*Exercise aim*
Can you reproduce the data from the line containing "Please point out the bell" through the last line, substituting "center point" for every "innermost point" and changing nothing else?

(Records excerpted from a collection)
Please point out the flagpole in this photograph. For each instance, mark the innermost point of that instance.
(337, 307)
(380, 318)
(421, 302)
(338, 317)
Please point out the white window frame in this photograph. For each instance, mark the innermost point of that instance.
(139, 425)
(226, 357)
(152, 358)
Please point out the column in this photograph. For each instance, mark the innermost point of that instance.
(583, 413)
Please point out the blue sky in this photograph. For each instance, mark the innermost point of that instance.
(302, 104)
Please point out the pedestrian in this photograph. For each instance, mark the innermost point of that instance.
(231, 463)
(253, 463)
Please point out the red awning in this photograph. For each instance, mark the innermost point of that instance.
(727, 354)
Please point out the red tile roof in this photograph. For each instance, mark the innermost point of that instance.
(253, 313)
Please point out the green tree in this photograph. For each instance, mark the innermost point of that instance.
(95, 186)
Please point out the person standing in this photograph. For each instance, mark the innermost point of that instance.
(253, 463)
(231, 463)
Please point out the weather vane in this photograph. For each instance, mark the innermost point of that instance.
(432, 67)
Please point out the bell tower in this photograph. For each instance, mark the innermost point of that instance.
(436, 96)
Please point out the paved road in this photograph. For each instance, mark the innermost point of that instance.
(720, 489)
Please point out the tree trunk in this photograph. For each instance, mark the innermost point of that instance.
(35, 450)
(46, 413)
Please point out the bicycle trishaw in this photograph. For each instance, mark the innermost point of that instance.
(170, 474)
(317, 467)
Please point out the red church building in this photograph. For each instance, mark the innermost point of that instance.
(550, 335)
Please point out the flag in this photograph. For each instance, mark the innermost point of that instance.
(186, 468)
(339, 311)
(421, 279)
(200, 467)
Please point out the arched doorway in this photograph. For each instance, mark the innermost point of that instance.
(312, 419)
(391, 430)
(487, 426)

*Response below*
Please point out the bell tower in this photograph. For each instance, mark the center point of that instance.
(436, 96)
Please point out the paved road in this photograph. For each instance, mark the center point of that instance.
(720, 489)
Please point out the tree trunk in this photograph. For each instance, mark the center point of that instance.
(35, 450)
(46, 413)
Please point out the bicycle trishaw in this photograph. For each instance, mark the center point of that instance.
(170, 474)
(317, 467)
Please point out the red church building in this photograph. For each instance, mark the center point of that instance.
(550, 335)
Please point out the flag in this photograph. For each instance, mark the center point of that instance.
(186, 468)
(339, 311)
(421, 279)
(200, 467)
Please point out the arched doorway in this photograph. For each instance, mark the center point of that instance.
(312, 419)
(391, 430)
(487, 426)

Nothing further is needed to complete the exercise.